From the first line of the data below through the line holding "box: [283, 76, 307, 187]", output each line exactly and leave the pictures out.

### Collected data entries
★ ★ ★ ★
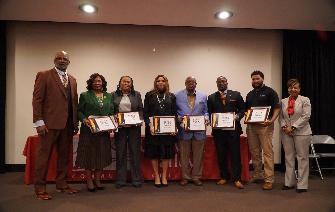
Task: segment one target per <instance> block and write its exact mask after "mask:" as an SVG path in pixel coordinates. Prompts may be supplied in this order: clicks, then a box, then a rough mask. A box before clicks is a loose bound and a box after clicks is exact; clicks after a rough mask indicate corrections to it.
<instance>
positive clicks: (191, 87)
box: [185, 76, 197, 93]
mask: <svg viewBox="0 0 335 212" xmlns="http://www.w3.org/2000/svg"><path fill="white" fill-rule="evenodd" d="M185 86H186V90H187V92H189V93H194V91H195V88H196V87H197V80H196V79H195V77H193V76H189V77H187V78H186V79H185Z"/></svg>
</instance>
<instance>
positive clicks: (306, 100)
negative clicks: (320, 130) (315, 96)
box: [279, 95, 312, 135]
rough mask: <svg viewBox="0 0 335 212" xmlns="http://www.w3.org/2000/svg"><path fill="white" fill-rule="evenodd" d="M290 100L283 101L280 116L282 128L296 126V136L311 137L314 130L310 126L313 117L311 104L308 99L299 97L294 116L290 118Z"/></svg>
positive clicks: (284, 100) (294, 110)
mask: <svg viewBox="0 0 335 212" xmlns="http://www.w3.org/2000/svg"><path fill="white" fill-rule="evenodd" d="M288 100H289V98H285V99H282V100H281V113H280V116H279V121H280V126H281V127H283V126H285V125H286V126H288V127H290V126H294V127H295V128H296V130H295V131H294V135H311V134H312V130H311V127H310V125H309V118H310V117H311V110H312V109H311V103H310V100H309V98H308V97H305V96H300V95H299V96H298V97H297V99H296V100H295V105H294V114H293V115H292V116H291V117H289V115H288V113H287V107H288Z"/></svg>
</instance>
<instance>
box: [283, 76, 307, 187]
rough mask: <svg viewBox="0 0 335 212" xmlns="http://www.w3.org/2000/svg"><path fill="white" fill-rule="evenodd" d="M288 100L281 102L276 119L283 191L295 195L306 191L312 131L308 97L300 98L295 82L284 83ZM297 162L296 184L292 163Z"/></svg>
mask: <svg viewBox="0 0 335 212" xmlns="http://www.w3.org/2000/svg"><path fill="white" fill-rule="evenodd" d="M287 88H288V93H289V95H290V96H289V97H287V98H285V99H283V100H281V113H280V116H279V120H280V125H281V128H282V143H283V147H284V151H285V166H286V172H285V185H284V186H283V188H282V189H283V190H289V189H293V188H294V186H295V185H296V186H297V187H296V191H297V192H298V193H301V192H306V191H307V189H308V175H309V158H308V155H309V145H310V142H311V139H312V130H311V127H310V125H309V118H310V117H311V103H310V101H309V98H308V97H305V96H301V95H299V94H300V83H299V81H298V80H297V79H290V80H289V81H288V82H287ZM296 158H297V161H298V180H296V177H295V159H296Z"/></svg>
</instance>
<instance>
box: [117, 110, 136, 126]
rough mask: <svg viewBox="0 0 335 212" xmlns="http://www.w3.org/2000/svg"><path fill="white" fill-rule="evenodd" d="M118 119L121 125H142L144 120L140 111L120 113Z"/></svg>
mask: <svg viewBox="0 0 335 212" xmlns="http://www.w3.org/2000/svg"><path fill="white" fill-rule="evenodd" d="M116 118H117V121H118V124H119V126H120V127H124V126H134V125H141V124H142V120H141V119H140V115H139V113H138V112H127V113H118V114H117V116H116Z"/></svg>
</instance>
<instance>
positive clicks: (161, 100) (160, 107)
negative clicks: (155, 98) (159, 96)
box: [156, 94, 165, 109]
mask: <svg viewBox="0 0 335 212" xmlns="http://www.w3.org/2000/svg"><path fill="white" fill-rule="evenodd" d="M156 97H157V101H158V104H159V107H160V108H161V109H163V108H164V107H165V104H164V102H165V94H164V95H163V98H159V97H158V94H157V95H156Z"/></svg>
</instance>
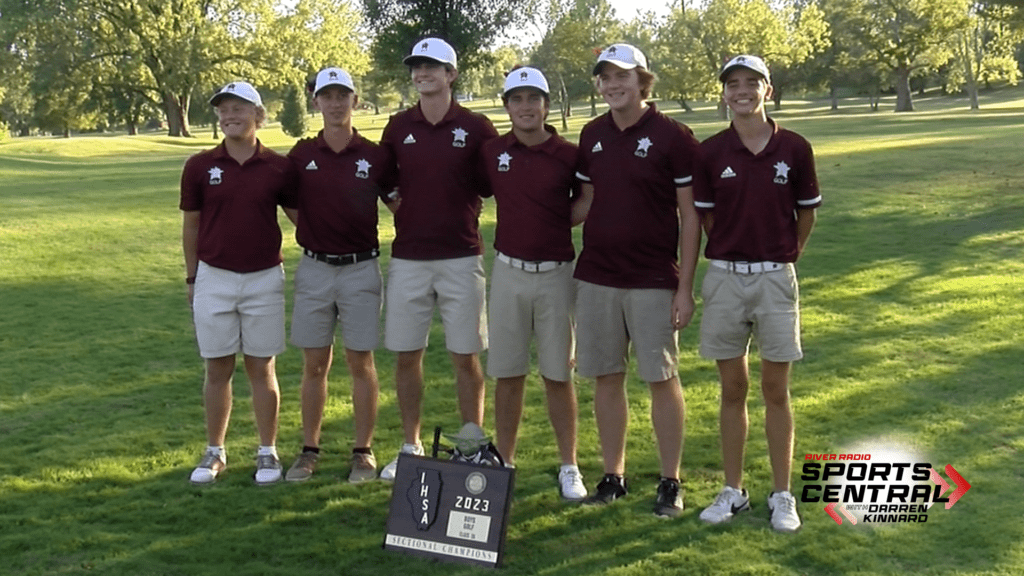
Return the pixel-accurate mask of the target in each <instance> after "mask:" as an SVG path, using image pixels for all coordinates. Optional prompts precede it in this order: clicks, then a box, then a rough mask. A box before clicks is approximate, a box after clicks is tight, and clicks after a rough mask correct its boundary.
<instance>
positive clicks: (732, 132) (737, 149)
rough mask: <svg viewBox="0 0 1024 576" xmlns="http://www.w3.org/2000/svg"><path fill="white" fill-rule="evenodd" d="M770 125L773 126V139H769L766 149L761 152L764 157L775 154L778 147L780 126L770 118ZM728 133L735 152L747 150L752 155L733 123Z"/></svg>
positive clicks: (771, 137) (731, 146)
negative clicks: (776, 136)
mask: <svg viewBox="0 0 1024 576" xmlns="http://www.w3.org/2000/svg"><path fill="white" fill-rule="evenodd" d="M768 123H769V124H771V137H770V138H768V143H767V145H766V146H765V149H764V150H762V151H761V152H760V154H762V155H763V154H767V153H770V152H774V151H775V148H776V147H778V138H776V137H775V136H776V134H778V129H779V128H778V124H776V123H775V121H774V120H772V119H771V118H770V117H769V118H768ZM728 133H729V143H730V146H731V147H732V149H733V150H745V151H746V152H748V153H750V150H748V148H746V146H745V145H744V143H743V140H741V139H740V138H739V132H737V131H736V127H735V126H734V125H733V124H732V123H731V122H730V123H729V132H728Z"/></svg>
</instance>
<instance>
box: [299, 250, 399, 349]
mask: <svg viewBox="0 0 1024 576" xmlns="http://www.w3.org/2000/svg"><path fill="white" fill-rule="evenodd" d="M383 285H384V283H383V282H382V281H381V269H380V263H379V262H378V260H377V258H373V259H370V260H366V261H362V262H357V263H354V264H345V265H340V266H337V265H331V264H329V263H326V262H321V261H317V260H315V259H313V258H310V257H309V256H303V257H302V260H301V261H300V262H299V269H298V270H297V271H296V272H295V310H294V311H293V312H292V343H293V344H295V345H297V346H299V347H303V348H318V347H325V346H330V345H332V344H333V343H334V334H335V330H336V329H337V327H338V323H339V322H340V323H341V337H342V341H343V342H344V344H345V347H346V348H348V349H352V351H359V352H366V351H372V349H374V348H376V347H377V342H378V340H379V338H380V321H381V302H382V297H381V289H382V287H383Z"/></svg>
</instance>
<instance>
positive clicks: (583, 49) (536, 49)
mask: <svg viewBox="0 0 1024 576" xmlns="http://www.w3.org/2000/svg"><path fill="white" fill-rule="evenodd" d="M620 40H622V29H621V24H620V23H618V20H616V19H615V17H614V10H613V9H612V8H611V5H610V4H608V2H607V1H606V0H577V1H575V3H574V4H573V5H571V7H569V8H567V10H566V11H565V12H564V13H562V14H561V15H560V16H558V18H557V19H556V23H555V25H554V26H553V27H552V28H551V29H550V30H549V31H548V33H547V34H546V35H545V36H544V38H543V39H542V40H541V44H540V45H539V46H538V47H537V49H536V50H535V51H534V54H532V56H531V61H532V63H534V65H535V66H537V67H538V68H539V69H541V70H542V71H543V72H544V73H545V76H547V78H548V83H549V84H551V86H552V90H553V91H554V90H557V93H558V100H559V108H560V112H561V116H562V128H563V129H564V128H565V127H566V126H567V122H566V120H565V119H566V118H567V117H569V116H571V111H572V108H571V102H572V100H575V99H579V98H582V97H585V96H590V101H591V115H592V116H594V115H596V113H597V93H596V91H595V89H594V80H593V75H592V74H591V72H592V71H593V68H594V63H595V61H596V59H597V55H598V54H599V53H600V52H601V50H602V49H603V48H605V47H606V46H608V45H609V44H612V43H614V42H616V41H620Z"/></svg>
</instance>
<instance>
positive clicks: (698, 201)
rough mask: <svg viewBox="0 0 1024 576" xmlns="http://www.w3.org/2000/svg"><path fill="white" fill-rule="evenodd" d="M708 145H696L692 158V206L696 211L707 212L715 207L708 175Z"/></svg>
mask: <svg viewBox="0 0 1024 576" xmlns="http://www.w3.org/2000/svg"><path fill="white" fill-rule="evenodd" d="M707 150H708V147H707V146H702V145H701V146H698V147H697V149H696V156H695V158H694V160H693V206H694V207H695V208H696V209H697V211H698V212H708V211H711V210H713V209H714V208H715V190H714V189H713V188H712V186H711V178H709V177H708V158H707V156H706V154H707Z"/></svg>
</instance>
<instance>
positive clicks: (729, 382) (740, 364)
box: [718, 356, 750, 490]
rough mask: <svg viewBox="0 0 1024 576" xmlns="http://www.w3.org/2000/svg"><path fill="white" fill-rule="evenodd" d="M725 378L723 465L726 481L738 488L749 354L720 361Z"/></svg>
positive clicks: (720, 431) (723, 431) (723, 396)
mask: <svg viewBox="0 0 1024 576" xmlns="http://www.w3.org/2000/svg"><path fill="white" fill-rule="evenodd" d="M718 373H719V378H720V379H721V381H722V406H721V412H720V417H719V418H720V419H719V430H720V434H721V436H722V466H723V468H724V469H725V483H726V484H727V485H729V486H731V487H733V488H735V489H736V490H742V488H743V453H744V451H745V447H746V434H748V426H749V420H748V413H746V390H748V388H749V387H750V376H749V374H748V370H746V357H745V356H740V357H738V358H732V359H729V360H720V361H718Z"/></svg>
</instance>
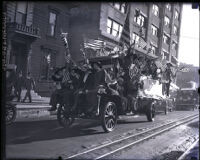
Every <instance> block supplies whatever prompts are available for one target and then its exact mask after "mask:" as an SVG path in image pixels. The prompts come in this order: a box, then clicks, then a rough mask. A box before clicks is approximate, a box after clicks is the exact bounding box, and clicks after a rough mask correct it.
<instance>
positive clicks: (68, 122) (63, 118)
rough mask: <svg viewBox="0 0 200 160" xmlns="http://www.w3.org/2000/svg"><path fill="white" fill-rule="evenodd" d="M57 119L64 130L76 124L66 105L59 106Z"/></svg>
mask: <svg viewBox="0 0 200 160" xmlns="http://www.w3.org/2000/svg"><path fill="white" fill-rule="evenodd" d="M57 119H58V123H59V124H60V125H61V126H62V127H64V128H68V127H70V126H71V125H72V124H73V122H74V117H72V115H70V114H69V111H68V110H67V107H65V105H59V107H58V111H57Z"/></svg>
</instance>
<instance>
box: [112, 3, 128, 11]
mask: <svg viewBox="0 0 200 160" xmlns="http://www.w3.org/2000/svg"><path fill="white" fill-rule="evenodd" d="M113 6H114V7H115V8H117V9H118V10H120V11H121V12H122V13H125V12H126V4H125V3H113Z"/></svg>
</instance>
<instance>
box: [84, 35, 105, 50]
mask: <svg viewBox="0 0 200 160" xmlns="http://www.w3.org/2000/svg"><path fill="white" fill-rule="evenodd" d="M104 45H105V42H104V41H103V40H95V39H86V38H84V48H85V49H87V48H90V49H93V50H101V49H103V48H104Z"/></svg>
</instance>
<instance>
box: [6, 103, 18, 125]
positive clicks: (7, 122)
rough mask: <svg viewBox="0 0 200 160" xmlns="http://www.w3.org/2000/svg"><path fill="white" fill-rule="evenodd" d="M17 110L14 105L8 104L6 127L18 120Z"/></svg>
mask: <svg viewBox="0 0 200 160" xmlns="http://www.w3.org/2000/svg"><path fill="white" fill-rule="evenodd" d="M16 115H17V109H16V107H15V106H13V105H12V104H6V125H9V124H11V123H13V122H14V121H15V119H16Z"/></svg>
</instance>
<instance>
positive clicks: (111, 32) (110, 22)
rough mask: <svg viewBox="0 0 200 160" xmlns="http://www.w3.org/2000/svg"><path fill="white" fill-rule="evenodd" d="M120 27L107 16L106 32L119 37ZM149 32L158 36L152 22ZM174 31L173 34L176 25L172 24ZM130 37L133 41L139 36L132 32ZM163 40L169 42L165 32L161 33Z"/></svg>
mask: <svg viewBox="0 0 200 160" xmlns="http://www.w3.org/2000/svg"><path fill="white" fill-rule="evenodd" d="M122 29H123V26H122V25H121V24H119V23H117V22H116V21H114V20H112V19H110V18H108V20H107V33H109V34H111V35H113V36H114V37H116V38H119V37H120V36H121V34H122ZM151 33H152V35H154V36H157V37H158V28H157V27H156V26H154V25H153V24H152V25H151ZM174 33H175V35H176V34H177V27H176V26H174ZM132 37H133V41H138V40H139V36H138V35H136V34H133V35H132ZM163 42H164V43H166V44H169V37H168V36H167V35H166V34H164V35H163Z"/></svg>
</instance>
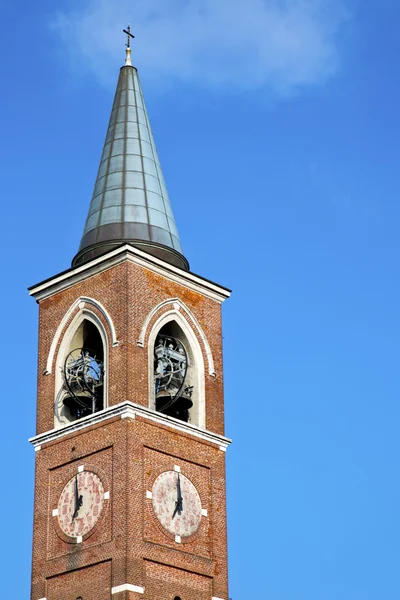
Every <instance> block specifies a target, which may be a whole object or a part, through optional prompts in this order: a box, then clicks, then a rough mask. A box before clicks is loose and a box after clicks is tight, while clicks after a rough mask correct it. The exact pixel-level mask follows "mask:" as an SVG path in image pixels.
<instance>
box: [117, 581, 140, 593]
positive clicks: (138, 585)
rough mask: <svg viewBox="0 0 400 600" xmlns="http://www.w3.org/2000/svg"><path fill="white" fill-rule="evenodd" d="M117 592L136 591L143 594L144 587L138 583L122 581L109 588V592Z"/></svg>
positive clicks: (134, 591)
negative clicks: (118, 584)
mask: <svg viewBox="0 0 400 600" xmlns="http://www.w3.org/2000/svg"><path fill="white" fill-rule="evenodd" d="M119 592H136V593H137V594H144V587H141V586H140V585H132V584H131V583H123V584H122V585H117V586H116V587H113V588H111V594H118V593H119Z"/></svg>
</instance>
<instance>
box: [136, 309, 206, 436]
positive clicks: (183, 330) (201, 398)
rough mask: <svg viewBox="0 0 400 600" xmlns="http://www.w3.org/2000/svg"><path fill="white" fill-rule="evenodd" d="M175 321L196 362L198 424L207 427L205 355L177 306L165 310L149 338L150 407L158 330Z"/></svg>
mask: <svg viewBox="0 0 400 600" xmlns="http://www.w3.org/2000/svg"><path fill="white" fill-rule="evenodd" d="M171 321H175V322H176V323H177V324H178V325H179V327H181V329H182V331H183V333H184V334H185V336H186V338H187V340H188V343H189V345H190V349H191V351H192V353H193V357H194V363H195V366H196V387H197V394H198V400H197V401H198V423H196V425H197V426H198V427H201V428H203V429H205V427H206V396H205V379H204V357H203V351H202V349H201V346H200V342H199V340H198V339H197V336H196V334H195V332H194V331H193V328H192V327H191V326H190V324H189V323H188V321H187V320H186V317H185V316H184V315H183V314H182V313H181V312H180V311H179V310H177V309H176V308H173V309H171V310H168V311H166V312H164V313H163V314H162V315H160V316H159V318H158V319H157V320H156V322H155V323H154V325H153V327H152V329H151V332H150V334H149V340H148V344H147V345H148V361H147V364H148V377H149V379H148V381H149V407H150V408H151V409H153V410H154V409H155V393H154V385H153V381H154V354H153V353H154V344H155V341H156V337H157V334H158V332H159V331H160V329H161V328H162V327H164V325H166V324H167V323H170V322H171Z"/></svg>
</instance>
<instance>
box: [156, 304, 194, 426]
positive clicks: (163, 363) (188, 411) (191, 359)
mask: <svg viewBox="0 0 400 600" xmlns="http://www.w3.org/2000/svg"><path fill="white" fill-rule="evenodd" d="M149 352H150V354H149V366H150V368H149V376H150V406H151V407H152V408H153V409H154V410H156V411H157V412H160V413H162V414H164V415H166V416H169V417H174V418H175V419H179V420H181V421H184V422H186V423H191V424H193V425H197V426H199V427H205V399H204V361H203V355H202V351H201V348H200V345H199V342H198V340H197V338H196V336H195V335H194V332H193V331H192V329H191V328H190V326H189V325H188V323H187V322H186V320H185V319H184V318H183V317H182V316H181V315H179V314H173V313H172V314H171V313H170V314H167V315H164V316H163V317H161V318H160V319H159V321H158V322H157V324H156V325H155V326H154V328H153V331H152V333H151V335H150V338H149Z"/></svg>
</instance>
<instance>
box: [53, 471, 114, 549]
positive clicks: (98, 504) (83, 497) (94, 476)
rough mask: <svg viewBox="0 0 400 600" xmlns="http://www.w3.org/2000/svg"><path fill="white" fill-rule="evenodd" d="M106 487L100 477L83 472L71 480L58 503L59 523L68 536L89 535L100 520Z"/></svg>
mask: <svg viewBox="0 0 400 600" xmlns="http://www.w3.org/2000/svg"><path fill="white" fill-rule="evenodd" d="M103 502H104V487H103V484H102V482H101V479H100V477H98V475H96V474H95V473H92V472H91V471H82V473H77V474H76V475H75V476H74V477H73V478H72V479H70V480H69V481H68V483H67V485H66V486H65V488H64V489H63V491H62V492H61V496H60V499H59V501H58V522H59V525H60V527H61V529H62V530H63V532H64V533H65V534H66V535H69V536H70V537H75V538H77V537H80V536H84V535H85V534H86V533H88V532H89V531H90V530H91V529H92V528H93V527H94V525H95V524H96V523H97V521H98V520H99V518H100V515H101V511H102V509H103Z"/></svg>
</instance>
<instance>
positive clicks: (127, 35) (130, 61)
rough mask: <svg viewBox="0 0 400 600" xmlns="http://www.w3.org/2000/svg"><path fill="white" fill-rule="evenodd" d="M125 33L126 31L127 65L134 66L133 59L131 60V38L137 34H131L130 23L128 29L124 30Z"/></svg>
mask: <svg viewBox="0 0 400 600" xmlns="http://www.w3.org/2000/svg"><path fill="white" fill-rule="evenodd" d="M122 31H123V32H124V33H126V37H127V40H126V44H125V47H126V58H125V66H129V67H131V66H132V60H131V38H132V39H133V38H134V37H135V36H134V35H132V34H131V26H130V25H128V27H127V28H126V29H123V30H122Z"/></svg>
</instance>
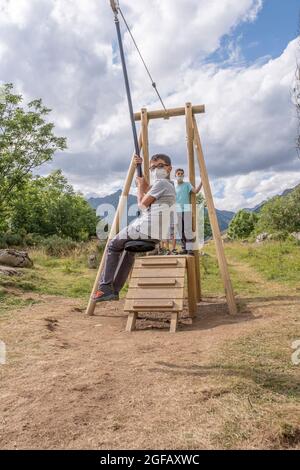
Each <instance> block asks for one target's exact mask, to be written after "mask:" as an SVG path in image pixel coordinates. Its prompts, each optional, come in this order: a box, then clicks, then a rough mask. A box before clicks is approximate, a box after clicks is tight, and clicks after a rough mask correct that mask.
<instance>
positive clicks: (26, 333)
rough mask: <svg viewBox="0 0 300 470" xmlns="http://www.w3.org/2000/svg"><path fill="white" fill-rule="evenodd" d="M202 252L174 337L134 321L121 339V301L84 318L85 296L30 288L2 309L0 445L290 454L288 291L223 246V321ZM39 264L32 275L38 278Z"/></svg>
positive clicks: (289, 369)
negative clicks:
★ ★ ★ ★
### Solution to this problem
Task: segment one target per <instance> block and write its exact mask after "mask:" as an SVG path in pixel coordinates. Prompts may be supplied in this order: clicks, then a box, then a rough mask. A box before clicks is a loose bound and a box after clicks is exact; clicks after a rough mask indicate corrections to it.
<instance>
positive clicks: (191, 87)
box: [185, 76, 197, 93]
mask: <svg viewBox="0 0 335 212" xmlns="http://www.w3.org/2000/svg"><path fill="white" fill-rule="evenodd" d="M185 86H186V90H187V92H189V93H194V91H195V88H196V87H197V80H196V79H195V77H193V76H189V77H187V78H186V79H185Z"/></svg>
</instance>
<instance>
positive clicks: (306, 100)
negative clicks: (320, 130) (315, 96)
box: [279, 95, 312, 135]
rough mask: <svg viewBox="0 0 335 212" xmlns="http://www.w3.org/2000/svg"><path fill="white" fill-rule="evenodd" d="M290 100L283 101L280 116L282 128L296 126V136L311 137L314 130L310 126L313 117L311 104L308 99L299 97L294 116L290 118Z"/></svg>
positive clicks: (284, 100) (294, 110)
mask: <svg viewBox="0 0 335 212" xmlns="http://www.w3.org/2000/svg"><path fill="white" fill-rule="evenodd" d="M288 100H289V98H285V99H282V100H281V113H280V116H279V121H280V126H281V127H283V126H285V125H286V126H288V127H290V126H294V127H295V128H296V130H295V131H294V135H311V134H312V130H311V127H310V125H309V118H310V117H311V110H312V109H311V103H310V100H309V98H308V97H305V96H300V95H299V96H298V97H297V99H296V100H295V105H294V114H293V115H292V116H291V117H289V115H288V113H287V107H288Z"/></svg>
</instance>
<instance>
box: [283, 76, 307, 187]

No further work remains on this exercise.